:: Problem to solve ::
Repeat the listing below in full, keeping each word as given.
Input material below:
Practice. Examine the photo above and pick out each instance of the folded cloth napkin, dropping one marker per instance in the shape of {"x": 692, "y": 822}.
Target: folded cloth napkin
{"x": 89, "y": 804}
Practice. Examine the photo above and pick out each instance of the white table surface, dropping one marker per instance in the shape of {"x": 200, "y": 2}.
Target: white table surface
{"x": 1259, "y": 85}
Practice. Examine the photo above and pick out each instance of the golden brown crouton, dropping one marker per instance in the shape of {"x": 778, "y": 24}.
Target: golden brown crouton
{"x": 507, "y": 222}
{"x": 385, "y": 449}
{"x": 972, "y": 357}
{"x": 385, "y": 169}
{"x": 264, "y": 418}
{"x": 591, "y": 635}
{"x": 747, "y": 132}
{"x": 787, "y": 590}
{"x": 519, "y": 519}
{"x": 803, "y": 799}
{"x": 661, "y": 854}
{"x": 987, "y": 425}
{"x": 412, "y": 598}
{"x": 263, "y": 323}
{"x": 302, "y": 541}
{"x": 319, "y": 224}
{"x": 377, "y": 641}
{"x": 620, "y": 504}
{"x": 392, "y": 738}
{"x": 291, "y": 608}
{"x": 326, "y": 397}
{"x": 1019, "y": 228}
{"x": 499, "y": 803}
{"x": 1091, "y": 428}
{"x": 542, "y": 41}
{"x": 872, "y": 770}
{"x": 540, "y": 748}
End of Input material.
:: Task response ::
Practice. Examine the photo above and pick out each instance of the folded cloth napkin, dropping one marker per instance in the shape of {"x": 692, "y": 822}.
Target: folded cloth napkin
{"x": 89, "y": 804}
Practice. Examine the photo above and pick out each instance of the white table surface, dropping one marker per instance in the shape of {"x": 200, "y": 2}.
Target: white table surface
{"x": 1259, "y": 85}
Practice. Examine the photo above and pick out each instance of the golden brown crouton, dropping one marker per instance in the shape of {"x": 778, "y": 24}.
Target: golden brown crouton
{"x": 507, "y": 222}
{"x": 385, "y": 449}
{"x": 972, "y": 357}
{"x": 385, "y": 169}
{"x": 264, "y": 418}
{"x": 591, "y": 635}
{"x": 747, "y": 132}
{"x": 787, "y": 590}
{"x": 519, "y": 519}
{"x": 803, "y": 799}
{"x": 661, "y": 854}
{"x": 987, "y": 425}
{"x": 412, "y": 598}
{"x": 263, "y": 323}
{"x": 302, "y": 541}
{"x": 319, "y": 224}
{"x": 377, "y": 641}
{"x": 620, "y": 504}
{"x": 392, "y": 738}
{"x": 291, "y": 608}
{"x": 326, "y": 397}
{"x": 1019, "y": 228}
{"x": 499, "y": 803}
{"x": 1091, "y": 428}
{"x": 542, "y": 41}
{"x": 872, "y": 770}
{"x": 540, "y": 748}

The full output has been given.